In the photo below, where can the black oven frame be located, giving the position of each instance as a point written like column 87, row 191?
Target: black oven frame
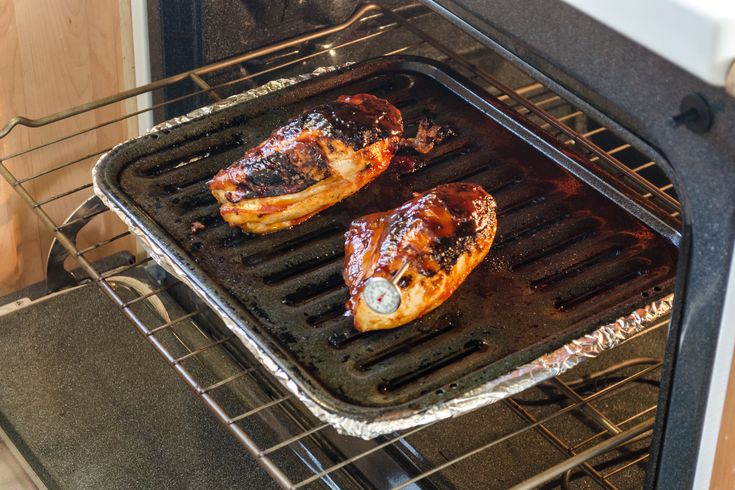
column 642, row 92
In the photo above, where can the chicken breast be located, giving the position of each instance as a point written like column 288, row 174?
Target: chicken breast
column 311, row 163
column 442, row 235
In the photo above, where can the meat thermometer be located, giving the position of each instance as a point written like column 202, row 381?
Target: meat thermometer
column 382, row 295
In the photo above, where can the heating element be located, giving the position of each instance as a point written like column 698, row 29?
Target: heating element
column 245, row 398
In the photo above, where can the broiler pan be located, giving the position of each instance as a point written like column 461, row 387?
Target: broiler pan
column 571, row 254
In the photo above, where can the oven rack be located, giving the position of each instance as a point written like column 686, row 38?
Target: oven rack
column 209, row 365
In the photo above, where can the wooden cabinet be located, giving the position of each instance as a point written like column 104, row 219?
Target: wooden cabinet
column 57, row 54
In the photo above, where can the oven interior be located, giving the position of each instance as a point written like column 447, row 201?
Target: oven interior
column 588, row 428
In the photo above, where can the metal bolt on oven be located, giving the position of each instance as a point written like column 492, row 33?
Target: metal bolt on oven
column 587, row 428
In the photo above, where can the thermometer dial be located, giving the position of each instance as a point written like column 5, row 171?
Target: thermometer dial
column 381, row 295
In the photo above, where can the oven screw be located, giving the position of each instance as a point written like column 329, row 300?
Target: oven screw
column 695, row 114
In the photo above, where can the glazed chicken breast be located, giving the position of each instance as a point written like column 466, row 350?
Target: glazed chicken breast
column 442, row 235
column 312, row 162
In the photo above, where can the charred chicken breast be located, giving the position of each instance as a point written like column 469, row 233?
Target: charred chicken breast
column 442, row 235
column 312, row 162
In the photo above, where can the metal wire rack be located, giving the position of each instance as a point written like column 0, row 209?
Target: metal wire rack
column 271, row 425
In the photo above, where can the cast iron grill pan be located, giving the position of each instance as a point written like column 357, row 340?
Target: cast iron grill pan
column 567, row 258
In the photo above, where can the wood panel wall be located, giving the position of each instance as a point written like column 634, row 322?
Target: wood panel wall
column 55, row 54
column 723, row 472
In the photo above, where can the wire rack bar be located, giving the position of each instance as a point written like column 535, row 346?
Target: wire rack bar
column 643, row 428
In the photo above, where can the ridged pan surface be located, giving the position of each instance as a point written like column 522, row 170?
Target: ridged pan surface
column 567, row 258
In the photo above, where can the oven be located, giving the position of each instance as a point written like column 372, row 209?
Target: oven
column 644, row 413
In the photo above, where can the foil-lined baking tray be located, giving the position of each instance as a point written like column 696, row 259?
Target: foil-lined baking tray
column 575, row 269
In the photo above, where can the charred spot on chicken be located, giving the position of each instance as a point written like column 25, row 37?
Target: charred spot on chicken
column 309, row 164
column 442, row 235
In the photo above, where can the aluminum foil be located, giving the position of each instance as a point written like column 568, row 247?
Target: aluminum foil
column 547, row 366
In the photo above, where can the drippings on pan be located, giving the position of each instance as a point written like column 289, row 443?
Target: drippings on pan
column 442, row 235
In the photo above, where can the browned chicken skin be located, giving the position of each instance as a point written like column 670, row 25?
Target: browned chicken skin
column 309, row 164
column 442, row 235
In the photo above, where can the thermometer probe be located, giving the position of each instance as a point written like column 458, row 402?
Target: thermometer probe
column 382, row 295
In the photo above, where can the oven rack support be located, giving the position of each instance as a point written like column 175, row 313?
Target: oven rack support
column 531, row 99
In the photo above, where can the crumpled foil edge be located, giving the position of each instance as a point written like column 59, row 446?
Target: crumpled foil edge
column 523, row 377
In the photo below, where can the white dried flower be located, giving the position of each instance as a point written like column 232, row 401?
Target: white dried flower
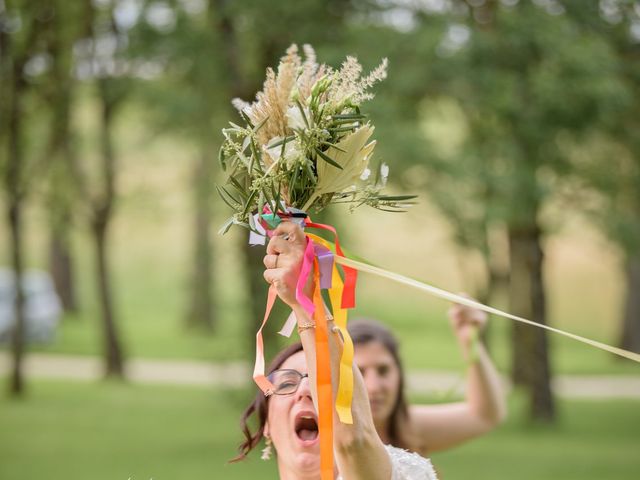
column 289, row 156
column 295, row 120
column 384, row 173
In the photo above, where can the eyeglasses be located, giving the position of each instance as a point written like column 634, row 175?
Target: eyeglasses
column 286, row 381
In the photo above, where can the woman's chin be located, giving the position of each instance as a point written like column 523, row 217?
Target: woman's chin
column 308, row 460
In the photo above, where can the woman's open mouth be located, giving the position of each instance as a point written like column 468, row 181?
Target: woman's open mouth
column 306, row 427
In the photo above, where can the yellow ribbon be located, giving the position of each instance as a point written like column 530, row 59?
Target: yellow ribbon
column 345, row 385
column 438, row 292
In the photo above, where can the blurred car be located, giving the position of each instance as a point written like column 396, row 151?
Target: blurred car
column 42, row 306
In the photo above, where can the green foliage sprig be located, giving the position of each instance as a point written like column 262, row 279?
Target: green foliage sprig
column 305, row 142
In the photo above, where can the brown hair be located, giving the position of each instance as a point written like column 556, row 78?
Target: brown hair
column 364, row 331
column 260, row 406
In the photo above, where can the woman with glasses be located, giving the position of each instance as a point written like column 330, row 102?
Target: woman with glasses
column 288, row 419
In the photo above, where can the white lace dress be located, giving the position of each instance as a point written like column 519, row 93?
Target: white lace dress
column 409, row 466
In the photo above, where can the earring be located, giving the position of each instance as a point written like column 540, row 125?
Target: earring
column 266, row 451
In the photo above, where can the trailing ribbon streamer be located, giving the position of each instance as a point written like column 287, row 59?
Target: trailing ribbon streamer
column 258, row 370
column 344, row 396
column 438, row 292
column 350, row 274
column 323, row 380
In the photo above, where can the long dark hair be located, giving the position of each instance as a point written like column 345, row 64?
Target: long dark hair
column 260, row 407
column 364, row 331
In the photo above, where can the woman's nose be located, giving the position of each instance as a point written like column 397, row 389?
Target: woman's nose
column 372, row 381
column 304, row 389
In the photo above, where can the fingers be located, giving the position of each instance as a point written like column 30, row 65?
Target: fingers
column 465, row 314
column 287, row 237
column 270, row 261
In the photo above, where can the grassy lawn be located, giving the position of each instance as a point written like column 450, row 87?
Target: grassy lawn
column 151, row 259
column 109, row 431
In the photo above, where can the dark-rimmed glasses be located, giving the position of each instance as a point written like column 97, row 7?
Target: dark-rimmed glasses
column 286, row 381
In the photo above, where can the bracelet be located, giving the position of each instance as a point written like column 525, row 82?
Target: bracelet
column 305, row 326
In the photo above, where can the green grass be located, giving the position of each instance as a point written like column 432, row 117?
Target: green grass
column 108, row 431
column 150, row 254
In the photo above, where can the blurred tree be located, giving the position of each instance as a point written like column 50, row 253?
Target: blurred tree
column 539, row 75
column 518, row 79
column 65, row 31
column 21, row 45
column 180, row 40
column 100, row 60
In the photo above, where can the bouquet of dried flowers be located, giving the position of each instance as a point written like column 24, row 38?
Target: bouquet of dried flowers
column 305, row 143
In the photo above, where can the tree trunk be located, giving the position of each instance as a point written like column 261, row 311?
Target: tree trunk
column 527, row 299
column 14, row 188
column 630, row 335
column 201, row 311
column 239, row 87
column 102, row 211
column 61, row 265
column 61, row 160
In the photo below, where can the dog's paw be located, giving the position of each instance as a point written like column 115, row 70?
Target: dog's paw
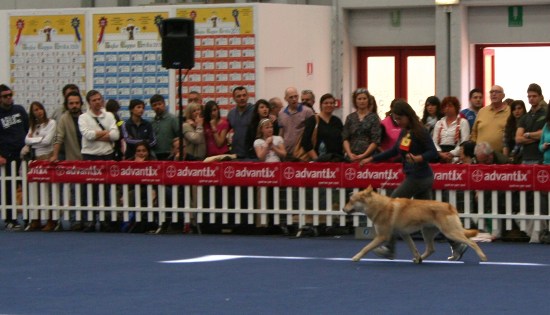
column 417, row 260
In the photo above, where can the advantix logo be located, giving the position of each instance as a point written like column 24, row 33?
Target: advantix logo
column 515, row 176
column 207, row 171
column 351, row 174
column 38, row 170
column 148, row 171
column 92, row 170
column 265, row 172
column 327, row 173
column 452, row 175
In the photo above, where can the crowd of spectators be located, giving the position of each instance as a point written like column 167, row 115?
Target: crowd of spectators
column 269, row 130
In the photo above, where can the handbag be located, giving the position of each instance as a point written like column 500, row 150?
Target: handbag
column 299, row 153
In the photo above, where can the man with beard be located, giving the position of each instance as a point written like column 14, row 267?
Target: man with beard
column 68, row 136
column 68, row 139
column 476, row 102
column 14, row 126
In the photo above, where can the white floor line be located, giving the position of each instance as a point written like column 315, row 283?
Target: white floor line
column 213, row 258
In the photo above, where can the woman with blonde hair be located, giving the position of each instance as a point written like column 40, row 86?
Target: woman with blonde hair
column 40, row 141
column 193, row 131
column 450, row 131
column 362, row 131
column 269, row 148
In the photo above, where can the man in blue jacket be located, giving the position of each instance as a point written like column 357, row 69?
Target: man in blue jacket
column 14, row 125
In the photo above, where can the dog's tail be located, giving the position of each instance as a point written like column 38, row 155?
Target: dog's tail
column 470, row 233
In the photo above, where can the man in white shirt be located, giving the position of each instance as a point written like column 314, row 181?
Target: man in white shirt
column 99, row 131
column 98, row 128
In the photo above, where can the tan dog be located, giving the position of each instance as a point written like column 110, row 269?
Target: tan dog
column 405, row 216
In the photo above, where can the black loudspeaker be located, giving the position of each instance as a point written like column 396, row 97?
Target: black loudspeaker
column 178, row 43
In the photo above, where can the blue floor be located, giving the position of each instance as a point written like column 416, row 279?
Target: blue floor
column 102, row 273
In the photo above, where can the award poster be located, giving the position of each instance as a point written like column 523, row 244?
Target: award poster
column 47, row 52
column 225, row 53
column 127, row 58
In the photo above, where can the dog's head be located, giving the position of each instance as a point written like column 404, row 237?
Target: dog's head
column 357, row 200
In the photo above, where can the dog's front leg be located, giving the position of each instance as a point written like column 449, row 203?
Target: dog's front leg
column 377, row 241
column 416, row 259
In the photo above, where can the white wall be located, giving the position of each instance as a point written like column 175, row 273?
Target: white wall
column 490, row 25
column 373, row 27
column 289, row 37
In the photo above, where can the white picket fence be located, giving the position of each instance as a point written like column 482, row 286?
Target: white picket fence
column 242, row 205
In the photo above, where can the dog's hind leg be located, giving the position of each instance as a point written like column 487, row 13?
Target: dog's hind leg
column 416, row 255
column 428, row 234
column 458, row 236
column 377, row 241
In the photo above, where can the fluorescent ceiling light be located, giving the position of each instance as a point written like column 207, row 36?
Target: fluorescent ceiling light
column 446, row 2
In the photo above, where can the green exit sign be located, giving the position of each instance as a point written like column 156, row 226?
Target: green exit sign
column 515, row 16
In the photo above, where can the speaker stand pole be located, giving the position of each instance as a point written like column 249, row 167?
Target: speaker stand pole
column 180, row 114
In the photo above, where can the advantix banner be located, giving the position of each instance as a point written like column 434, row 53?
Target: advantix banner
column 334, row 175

-*-*-

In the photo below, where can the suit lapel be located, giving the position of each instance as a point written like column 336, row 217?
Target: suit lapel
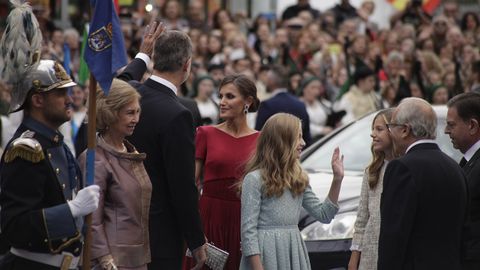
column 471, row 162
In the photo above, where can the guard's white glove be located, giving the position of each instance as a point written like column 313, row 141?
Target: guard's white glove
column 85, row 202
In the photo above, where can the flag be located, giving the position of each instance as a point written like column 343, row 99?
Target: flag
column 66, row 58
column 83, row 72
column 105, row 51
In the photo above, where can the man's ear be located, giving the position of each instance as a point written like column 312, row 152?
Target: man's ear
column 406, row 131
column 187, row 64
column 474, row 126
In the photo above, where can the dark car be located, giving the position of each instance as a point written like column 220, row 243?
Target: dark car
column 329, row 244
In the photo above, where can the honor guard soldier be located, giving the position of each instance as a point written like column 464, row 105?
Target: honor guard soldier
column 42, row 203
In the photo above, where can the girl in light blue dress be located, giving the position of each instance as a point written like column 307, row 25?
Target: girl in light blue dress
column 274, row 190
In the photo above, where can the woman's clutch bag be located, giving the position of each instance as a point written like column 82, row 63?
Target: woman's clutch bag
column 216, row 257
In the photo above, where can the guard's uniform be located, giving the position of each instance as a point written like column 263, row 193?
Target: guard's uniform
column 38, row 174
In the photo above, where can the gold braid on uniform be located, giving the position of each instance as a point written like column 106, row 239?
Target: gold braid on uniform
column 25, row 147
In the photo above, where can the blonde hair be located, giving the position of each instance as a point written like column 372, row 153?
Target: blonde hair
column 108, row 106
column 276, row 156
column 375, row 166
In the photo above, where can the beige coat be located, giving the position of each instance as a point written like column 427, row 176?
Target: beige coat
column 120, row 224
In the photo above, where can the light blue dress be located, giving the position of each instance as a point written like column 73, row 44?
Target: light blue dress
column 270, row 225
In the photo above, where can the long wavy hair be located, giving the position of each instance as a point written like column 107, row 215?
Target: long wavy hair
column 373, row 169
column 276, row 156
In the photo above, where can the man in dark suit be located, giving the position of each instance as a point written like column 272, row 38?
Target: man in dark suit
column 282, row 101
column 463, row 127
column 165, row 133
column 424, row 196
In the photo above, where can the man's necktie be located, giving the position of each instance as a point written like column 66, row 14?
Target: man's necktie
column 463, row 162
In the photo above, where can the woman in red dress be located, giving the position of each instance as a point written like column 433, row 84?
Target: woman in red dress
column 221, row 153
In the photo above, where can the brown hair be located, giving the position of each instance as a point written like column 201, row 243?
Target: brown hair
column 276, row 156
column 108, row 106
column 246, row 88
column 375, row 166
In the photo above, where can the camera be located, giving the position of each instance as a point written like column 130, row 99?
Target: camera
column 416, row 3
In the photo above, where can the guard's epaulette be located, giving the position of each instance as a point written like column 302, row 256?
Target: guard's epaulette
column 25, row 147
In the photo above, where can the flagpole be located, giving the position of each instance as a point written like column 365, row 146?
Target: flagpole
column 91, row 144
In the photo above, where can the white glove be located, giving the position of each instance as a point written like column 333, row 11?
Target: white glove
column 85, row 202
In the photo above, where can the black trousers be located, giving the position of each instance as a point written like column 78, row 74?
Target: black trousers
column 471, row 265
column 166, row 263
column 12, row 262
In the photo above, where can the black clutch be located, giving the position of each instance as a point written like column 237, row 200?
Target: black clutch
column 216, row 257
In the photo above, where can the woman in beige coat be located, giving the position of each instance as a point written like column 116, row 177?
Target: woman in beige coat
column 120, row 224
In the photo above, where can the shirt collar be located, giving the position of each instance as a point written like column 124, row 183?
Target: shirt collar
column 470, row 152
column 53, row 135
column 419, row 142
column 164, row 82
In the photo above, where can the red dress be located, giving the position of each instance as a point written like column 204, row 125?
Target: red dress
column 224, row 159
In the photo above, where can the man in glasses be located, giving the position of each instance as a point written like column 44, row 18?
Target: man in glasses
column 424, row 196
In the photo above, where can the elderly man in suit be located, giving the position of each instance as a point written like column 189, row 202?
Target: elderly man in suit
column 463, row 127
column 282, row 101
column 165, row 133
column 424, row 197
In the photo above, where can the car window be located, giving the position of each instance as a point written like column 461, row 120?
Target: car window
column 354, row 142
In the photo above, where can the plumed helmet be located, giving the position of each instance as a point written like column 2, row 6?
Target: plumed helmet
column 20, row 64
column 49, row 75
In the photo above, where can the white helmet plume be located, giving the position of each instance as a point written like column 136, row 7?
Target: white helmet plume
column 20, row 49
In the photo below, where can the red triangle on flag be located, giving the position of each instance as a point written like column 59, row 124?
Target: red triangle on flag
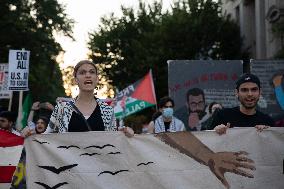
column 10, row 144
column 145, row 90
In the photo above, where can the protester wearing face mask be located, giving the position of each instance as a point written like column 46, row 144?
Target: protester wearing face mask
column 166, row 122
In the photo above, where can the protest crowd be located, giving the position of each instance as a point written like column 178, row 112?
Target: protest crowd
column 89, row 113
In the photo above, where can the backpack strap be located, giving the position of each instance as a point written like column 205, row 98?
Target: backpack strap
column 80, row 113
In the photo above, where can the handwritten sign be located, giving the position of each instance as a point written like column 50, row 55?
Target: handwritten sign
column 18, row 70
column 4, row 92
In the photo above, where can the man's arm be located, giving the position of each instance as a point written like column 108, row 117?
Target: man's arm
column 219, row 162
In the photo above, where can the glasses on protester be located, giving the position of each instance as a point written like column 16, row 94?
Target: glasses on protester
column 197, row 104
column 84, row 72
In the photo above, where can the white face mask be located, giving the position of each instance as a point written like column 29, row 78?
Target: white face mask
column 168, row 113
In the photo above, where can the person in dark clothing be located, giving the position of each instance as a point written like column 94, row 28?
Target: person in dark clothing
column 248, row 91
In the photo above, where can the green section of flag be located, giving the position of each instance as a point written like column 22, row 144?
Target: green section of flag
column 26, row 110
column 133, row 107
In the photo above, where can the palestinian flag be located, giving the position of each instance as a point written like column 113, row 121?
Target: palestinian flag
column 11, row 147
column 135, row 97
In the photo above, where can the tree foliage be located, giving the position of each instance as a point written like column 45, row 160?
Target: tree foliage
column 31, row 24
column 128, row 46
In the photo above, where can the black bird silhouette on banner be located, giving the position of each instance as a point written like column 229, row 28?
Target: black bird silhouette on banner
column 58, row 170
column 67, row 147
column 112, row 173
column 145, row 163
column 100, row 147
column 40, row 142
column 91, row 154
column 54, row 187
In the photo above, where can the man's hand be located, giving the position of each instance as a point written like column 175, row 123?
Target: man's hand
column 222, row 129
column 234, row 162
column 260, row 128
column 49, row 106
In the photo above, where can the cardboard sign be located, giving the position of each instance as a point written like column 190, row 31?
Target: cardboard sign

-*-*-

▸ **EXERCISE OBJECTIVE**:
Copy out the rows without any change, starting at the line with "In the photo above, where can the white helmet" and continuing up to and including the line with "column 80, row 113". Leave the pictures out of your copy.

▸ **FULL OUTPUT**:
In the photo above, where can the white helmet plume be located, giving the position of each instance as a point written like column 136, row 7?
Target: white helmet plume
column 20, row 49
In the photo below, where can the red triangle on flag be located, giving the position of each instance as a point written like column 59, row 124?
Target: red triangle on flag
column 10, row 144
column 145, row 90
In the photo above, where can the protester wearing face mask be located, giving the position of each instance as a point written like column 46, row 144?
Target: protester wearing face mask
column 166, row 122
In the photo above, where can the protest crowd be located, giving the position of each instance as a point written like column 178, row 112?
Target: protest crowd
column 89, row 113
In the photo above, where can the backpack strap be located, giving the position of each instance as a point written like column 205, row 98?
Target: backpack strap
column 80, row 113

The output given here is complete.